■ **YANG HARUS DIKERJAKAN**
Teruskan tulisan tentang pementasan drama tari "Selendang Merah" di bawah ini, mulai tepat setelah kalimat terakhirnya.

■ **KUTIPAN SUMBER**
Tepukan Berkali-kali untuk "Selendang Merah"

Jakarta - Tepuk tangan berkali-kali terdengar di pementasan drama tari "Selendang Merah" yang berlangsung di Teater Jakarta, Taman Ismail Marzuki Jakarta pada 13 April 2013. Terutama pada beberapa adegan lucu yang dipamerkan oleh para pemeran drama tari tersebut. Misalnya saat mereka beradegan berfoto dengan berbagai gaya lucu.

Tak cuma itu, tiap kali adegan berlangsung menggetarkan lantaran pemain di panggung sedemikian total penjiwaannya, penonton juga tak segan-segan memberi hadiah tepukan tangan.

Terlebih saat pertunjukan usai, tepuk tangan panjang pun berkumandang memberi penghormatan kepada para pendukung pertunjukan yang didukung oleh Djarum Apresiasi Budaya ini.

Situasi ini berbanding terbalik ketika "Selendang Merah" dipentaskan di Teater Besar Institut Seni Indonesia (ISI) Surakarta pada 6 April 2013, di mana penonton pada malam itu tampak sangat serius mengikuti pertunjukan. Menurut dalang muda Nanang Hape, begitulah 'adat' penonton seni Solo.

"Kalau pertunjukannya bagus mereka diam, tapi kalau jelek mereka cela-cela. Solo adalah test case untuk pertunjukan seni bermutu," tutur Nanang seusai pertunjukan di Teater Jakarta.

Barangkali lantaran penonton di Teater Jakarta sedemikian responsifnya, maka para pemain pun terasa lebih rileks dan leluasa mengekspresikan gerak dan aktingnya.

Jika ada yang mengganjal pada pertunjukan di Sabtu sore itu, lantaran ada suara yang bocor saat adegan di panggung justru sedang serius, "buat apaan sih pak, di mana?" kata suara perempuan yang mendadak muncul itu.

Tentang "Selendang Merah"

Lakon drama tari "Selendang Merah" adalah bagian terakhir dari trilogi drama tari "Opera Jawa" karya Garin Nugroho. "Selendang Merah" menggenapi 'perjalanan' delapan tahun "Opera Jawa" yang terus bertransformasi. Dimulai dari karya film untuk peringatan 250 tahun meninggalnya seniman dunia Amadeus Mozart, sebuah karya instalasi, disusul dengan drama tari "Ranjang Besi", "Tusuk Konde", dan "Selendang Merah".

■ **CATATAN YANG DIEKSTRAK**
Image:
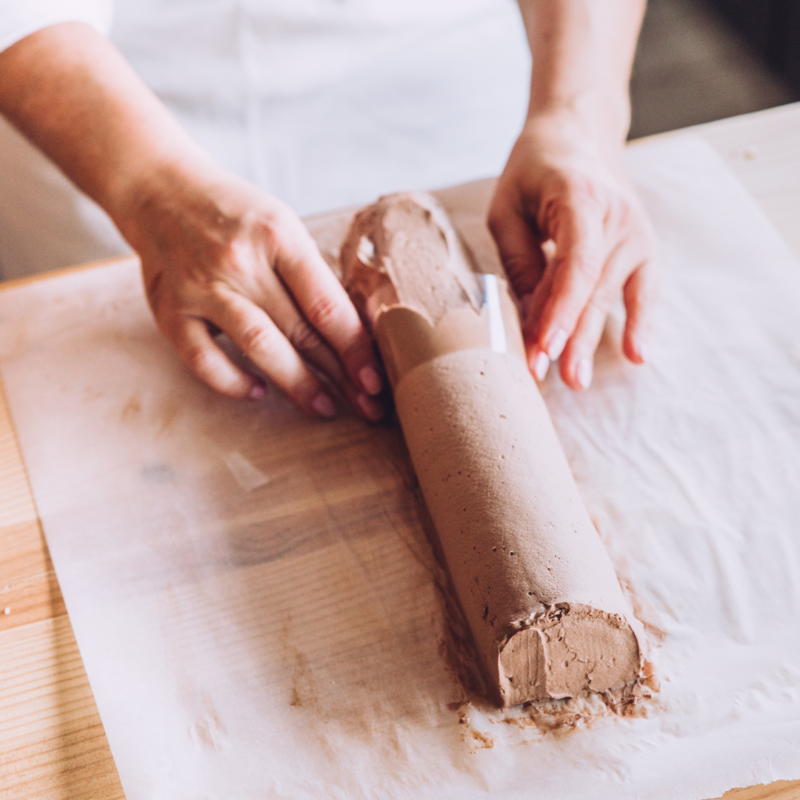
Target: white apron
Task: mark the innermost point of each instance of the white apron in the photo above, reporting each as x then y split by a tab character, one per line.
323	103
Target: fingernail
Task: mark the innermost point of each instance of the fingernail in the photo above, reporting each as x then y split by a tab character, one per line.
369	407
323	405
370	380
540	365
257	391
556	344
583	373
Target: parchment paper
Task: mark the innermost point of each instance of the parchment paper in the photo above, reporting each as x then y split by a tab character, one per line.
255	601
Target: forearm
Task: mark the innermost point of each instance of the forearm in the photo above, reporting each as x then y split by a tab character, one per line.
70	92
582	54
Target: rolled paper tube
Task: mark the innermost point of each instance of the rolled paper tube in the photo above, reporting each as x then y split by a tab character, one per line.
536	585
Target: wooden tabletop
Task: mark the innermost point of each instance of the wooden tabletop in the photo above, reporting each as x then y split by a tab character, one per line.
52	742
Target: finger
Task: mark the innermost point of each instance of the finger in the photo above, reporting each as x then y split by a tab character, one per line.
259	338
538	360
578	357
580	254
639	294
518	245
325	305
316	351
193	342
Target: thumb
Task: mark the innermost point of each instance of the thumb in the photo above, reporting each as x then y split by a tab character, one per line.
519	246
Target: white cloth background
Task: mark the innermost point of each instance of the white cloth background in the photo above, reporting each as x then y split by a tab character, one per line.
325	103
243	644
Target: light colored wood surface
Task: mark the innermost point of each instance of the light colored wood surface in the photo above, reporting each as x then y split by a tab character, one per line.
52	743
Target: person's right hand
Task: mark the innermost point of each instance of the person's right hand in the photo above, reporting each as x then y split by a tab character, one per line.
220	255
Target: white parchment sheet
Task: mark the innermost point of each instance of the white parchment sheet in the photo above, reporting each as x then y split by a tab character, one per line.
254	598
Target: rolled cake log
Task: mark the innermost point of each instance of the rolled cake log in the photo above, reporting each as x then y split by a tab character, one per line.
536	585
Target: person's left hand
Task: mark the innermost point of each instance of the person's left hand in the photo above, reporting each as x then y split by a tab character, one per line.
565	187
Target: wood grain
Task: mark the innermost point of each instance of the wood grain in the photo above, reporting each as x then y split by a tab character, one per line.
52	742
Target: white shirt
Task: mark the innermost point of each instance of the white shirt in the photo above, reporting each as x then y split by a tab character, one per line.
324	103
19	18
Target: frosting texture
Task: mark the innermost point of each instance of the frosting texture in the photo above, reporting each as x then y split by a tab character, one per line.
544	605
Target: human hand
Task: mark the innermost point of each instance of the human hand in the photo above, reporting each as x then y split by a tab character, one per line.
571	235
219	255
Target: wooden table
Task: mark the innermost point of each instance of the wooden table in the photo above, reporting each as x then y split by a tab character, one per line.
52	742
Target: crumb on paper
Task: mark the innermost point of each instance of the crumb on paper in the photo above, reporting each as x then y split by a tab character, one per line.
248	476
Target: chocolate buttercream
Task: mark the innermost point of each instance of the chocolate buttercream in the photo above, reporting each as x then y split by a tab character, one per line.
536	585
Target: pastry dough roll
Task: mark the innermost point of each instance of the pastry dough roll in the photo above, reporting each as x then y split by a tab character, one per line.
536	585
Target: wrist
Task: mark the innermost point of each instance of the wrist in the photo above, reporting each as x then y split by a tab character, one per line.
601	117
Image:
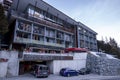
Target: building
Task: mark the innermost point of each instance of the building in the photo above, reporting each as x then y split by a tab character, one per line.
6	3
42	32
39	25
86	37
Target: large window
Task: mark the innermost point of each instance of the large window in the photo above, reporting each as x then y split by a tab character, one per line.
23	35
38	30
67	37
24	26
37	37
50	40
35	14
50	33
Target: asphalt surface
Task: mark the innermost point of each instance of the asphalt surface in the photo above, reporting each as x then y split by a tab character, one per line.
58	77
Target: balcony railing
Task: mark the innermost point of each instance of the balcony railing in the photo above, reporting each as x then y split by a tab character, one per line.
42	21
25	40
28	56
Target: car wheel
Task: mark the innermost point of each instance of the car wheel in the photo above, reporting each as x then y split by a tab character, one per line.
36	76
68	75
77	74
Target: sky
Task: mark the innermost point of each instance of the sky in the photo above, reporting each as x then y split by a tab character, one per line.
102	16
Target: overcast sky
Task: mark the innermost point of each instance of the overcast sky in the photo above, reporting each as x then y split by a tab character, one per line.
103	16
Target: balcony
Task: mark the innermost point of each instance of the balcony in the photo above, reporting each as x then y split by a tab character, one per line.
32	56
41	21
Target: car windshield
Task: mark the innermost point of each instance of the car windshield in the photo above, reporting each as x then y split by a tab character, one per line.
43	68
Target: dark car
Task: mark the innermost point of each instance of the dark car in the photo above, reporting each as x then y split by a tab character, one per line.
68	72
84	71
40	70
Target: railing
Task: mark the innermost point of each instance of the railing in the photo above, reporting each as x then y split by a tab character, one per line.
48	54
25	40
42	21
32	56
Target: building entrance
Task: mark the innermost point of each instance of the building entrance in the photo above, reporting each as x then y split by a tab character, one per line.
26	66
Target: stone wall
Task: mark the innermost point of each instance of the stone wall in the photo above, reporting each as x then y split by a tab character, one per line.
103	65
11	67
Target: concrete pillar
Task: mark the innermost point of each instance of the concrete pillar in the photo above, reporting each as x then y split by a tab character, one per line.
13	64
3	69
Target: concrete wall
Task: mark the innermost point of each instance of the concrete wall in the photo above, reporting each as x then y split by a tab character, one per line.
103	65
3	69
78	62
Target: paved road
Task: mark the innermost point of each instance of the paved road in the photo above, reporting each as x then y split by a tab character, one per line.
57	77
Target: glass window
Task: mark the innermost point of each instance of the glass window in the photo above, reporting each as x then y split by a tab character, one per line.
24	26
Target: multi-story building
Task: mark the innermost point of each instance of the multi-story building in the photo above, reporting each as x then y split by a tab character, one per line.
39	25
6	3
86	37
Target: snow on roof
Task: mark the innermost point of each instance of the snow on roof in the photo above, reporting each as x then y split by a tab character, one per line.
101	54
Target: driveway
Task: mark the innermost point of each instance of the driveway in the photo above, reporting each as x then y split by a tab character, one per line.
58	77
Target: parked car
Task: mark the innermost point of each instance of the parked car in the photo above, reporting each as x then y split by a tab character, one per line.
84	71
40	70
68	72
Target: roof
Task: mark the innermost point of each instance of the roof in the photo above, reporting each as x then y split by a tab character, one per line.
76	49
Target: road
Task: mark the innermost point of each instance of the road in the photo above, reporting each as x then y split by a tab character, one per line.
58	77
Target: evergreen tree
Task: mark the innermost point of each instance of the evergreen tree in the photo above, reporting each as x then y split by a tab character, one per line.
110	47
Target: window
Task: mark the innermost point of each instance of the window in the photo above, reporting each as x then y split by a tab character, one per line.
38	30
67	37
24	26
60	35
30	12
50	33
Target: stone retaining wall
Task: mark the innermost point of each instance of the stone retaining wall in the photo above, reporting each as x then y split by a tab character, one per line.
103	65
11	67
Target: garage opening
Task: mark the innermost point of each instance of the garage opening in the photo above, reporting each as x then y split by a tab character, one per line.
26	66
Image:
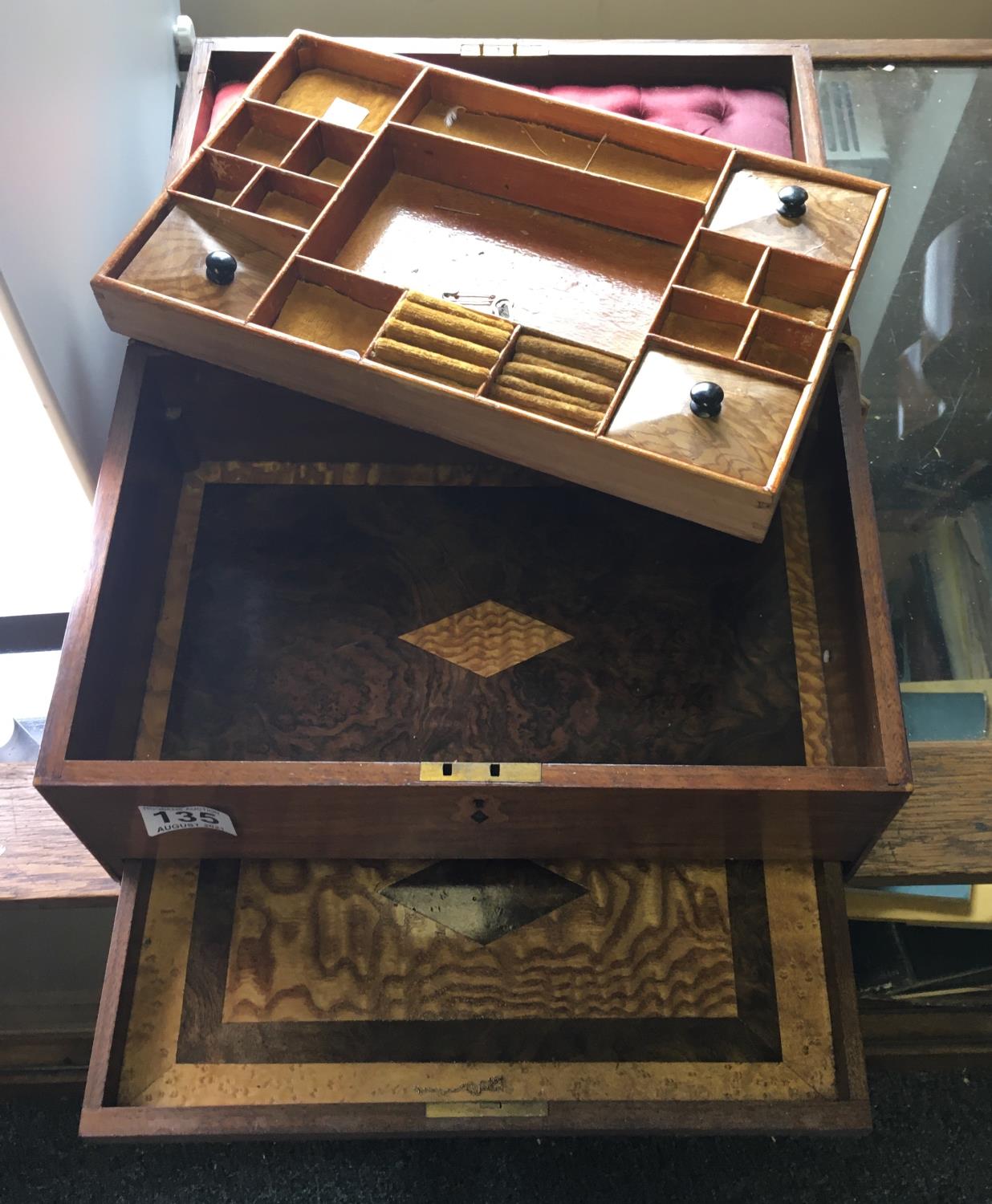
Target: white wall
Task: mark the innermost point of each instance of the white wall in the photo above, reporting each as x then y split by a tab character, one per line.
87	91
599	18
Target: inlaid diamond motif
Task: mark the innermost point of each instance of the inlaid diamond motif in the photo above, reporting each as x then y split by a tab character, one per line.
484	900
486	638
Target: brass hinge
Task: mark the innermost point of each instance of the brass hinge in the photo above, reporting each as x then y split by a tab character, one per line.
502	50
489	1108
481	771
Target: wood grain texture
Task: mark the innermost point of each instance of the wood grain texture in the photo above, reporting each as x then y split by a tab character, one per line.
486	638
323	315
313	92
831	228
282	207
161	666
264	146
645	676
189	958
602	158
572	279
544	188
173	262
41	860
944	831
806	628
318	942
742	443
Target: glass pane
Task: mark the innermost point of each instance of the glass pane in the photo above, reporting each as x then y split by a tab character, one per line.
924	315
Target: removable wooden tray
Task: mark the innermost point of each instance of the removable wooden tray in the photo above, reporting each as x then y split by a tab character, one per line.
596	233
306	999
361	641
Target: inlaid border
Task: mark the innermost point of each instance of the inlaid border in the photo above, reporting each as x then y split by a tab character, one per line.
750	1037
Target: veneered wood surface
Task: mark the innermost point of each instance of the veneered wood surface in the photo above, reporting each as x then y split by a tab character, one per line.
778	1047
944	831
41	860
742	443
315	941
831	228
572	279
665	671
587	154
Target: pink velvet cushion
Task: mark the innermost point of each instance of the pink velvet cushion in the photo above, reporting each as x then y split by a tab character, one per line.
749	117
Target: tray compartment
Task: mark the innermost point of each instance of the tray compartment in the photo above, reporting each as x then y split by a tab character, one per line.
171	262
655	417
720	265
554	378
582	257
467	110
216	177
705	322
327	306
830	230
336	83
327	152
259	132
799	288
442	341
777	342
491	231
284	197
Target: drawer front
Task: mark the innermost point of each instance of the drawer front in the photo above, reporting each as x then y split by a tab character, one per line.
252	999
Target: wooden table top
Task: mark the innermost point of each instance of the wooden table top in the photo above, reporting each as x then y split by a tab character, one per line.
41	861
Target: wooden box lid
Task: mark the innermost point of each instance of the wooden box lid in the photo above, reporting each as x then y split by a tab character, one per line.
632	308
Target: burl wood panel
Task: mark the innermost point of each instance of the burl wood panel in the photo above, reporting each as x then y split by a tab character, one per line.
313	92
305	982
831	228
602	158
672	645
584	282
325	942
173	262
743	443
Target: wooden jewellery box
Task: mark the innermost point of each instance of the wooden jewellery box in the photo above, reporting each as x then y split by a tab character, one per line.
361	642
356	640
632	308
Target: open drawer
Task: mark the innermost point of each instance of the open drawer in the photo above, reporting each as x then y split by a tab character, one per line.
303	999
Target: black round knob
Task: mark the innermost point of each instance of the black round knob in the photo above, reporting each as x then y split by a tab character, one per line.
221	267
705	399
792	201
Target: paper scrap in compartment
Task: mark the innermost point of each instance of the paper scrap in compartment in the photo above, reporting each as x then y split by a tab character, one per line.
344	112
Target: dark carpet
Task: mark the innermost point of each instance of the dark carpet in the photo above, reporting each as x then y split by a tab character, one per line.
932	1143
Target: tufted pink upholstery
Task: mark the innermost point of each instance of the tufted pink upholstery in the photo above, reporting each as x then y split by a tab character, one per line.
749	117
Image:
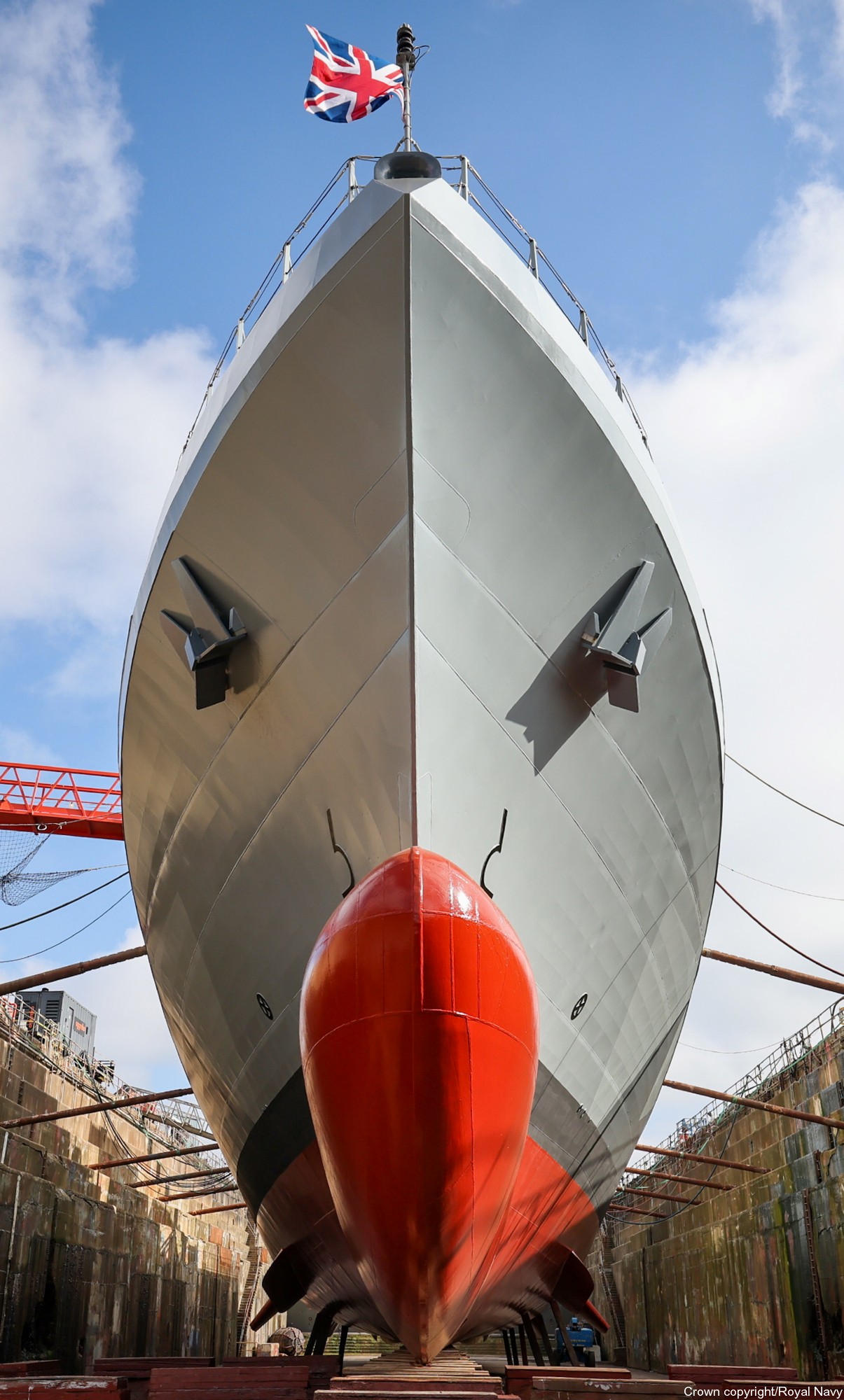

■ **HASIL LATIHAN INI**
Trilogi Opera Jawa sesungguhnya meletakkan Jawa sebagai multikultur di tengah multikultur

Indonesia. Maka meski berfokus Jawa, maka tetaplah muncul unsur unsur dari ke-Indonesia-an,

misal unsur budaya Minang hingga Nias. Selain mengolah cerita, Garin juga cukup piawai dalam

mencari pemain-pemain yang cocok untuk setiap pertunjukannya, tak terkecuali pada “Opera Jawa: Selendang Merah” ini. Sruti Respati didapuk sebagai pemeran utama didukung oleh nama-nama yang sudah matang di dunia teater, yakni Endah Laras, Heru, dan Anggono Kusumo.

Dua drama tari sebelumnya bertalian secara perkisahan, karena sama-sama bersandar pada kisah Ramayana. Sedangkan untuk "Selendang Merah", Garin mengaku seri terakhir triloginya itu secara kisah lepas dari dua seri sebelumnya. "Ide cerita Selendang Merah mengacu pada peristiwa yang sedang terjadi di masyarakat, yakni tentang jungkir balik kehidupan, binatang jadi manusia dan manusia jadi binatang," ujar Garin.

Kisah dimulai dengan upaya penangkapan monyet oleh kelompok ledhek yang dipimpin Tuan Ledhek. Selanjutnya monyet itu disebut Hanoman. Hanoman kemudian dilatih secara kejam, yang melahirkan simpati dari istri Tuan Ledhek, bernama Sri Ledhek. Sri Ledhek lalu menyelimuti Hanoman dengan selendang merah. Layaknya arti" dilempar sampur " dalam tradisi Jawa, sampur merah membawa cerita ini dalam perjalanan beragam persoalan.

Rombongan Ledhek Tayub dan monyet lalu berkeliling desa. Di tengah perjalanan, konflik suami istri (Tuan Ledhek dan Sri Ledhek) semakin meruncing.

Tuan Ledhek menganggap istrinya bukanlah milik cinta pribadinya, karena sebagai penari Tayub, lemparan selendang merahnya untuk mengajak penonton menari menjadikan tubuh Sri Ledhek telah jadi milik umum.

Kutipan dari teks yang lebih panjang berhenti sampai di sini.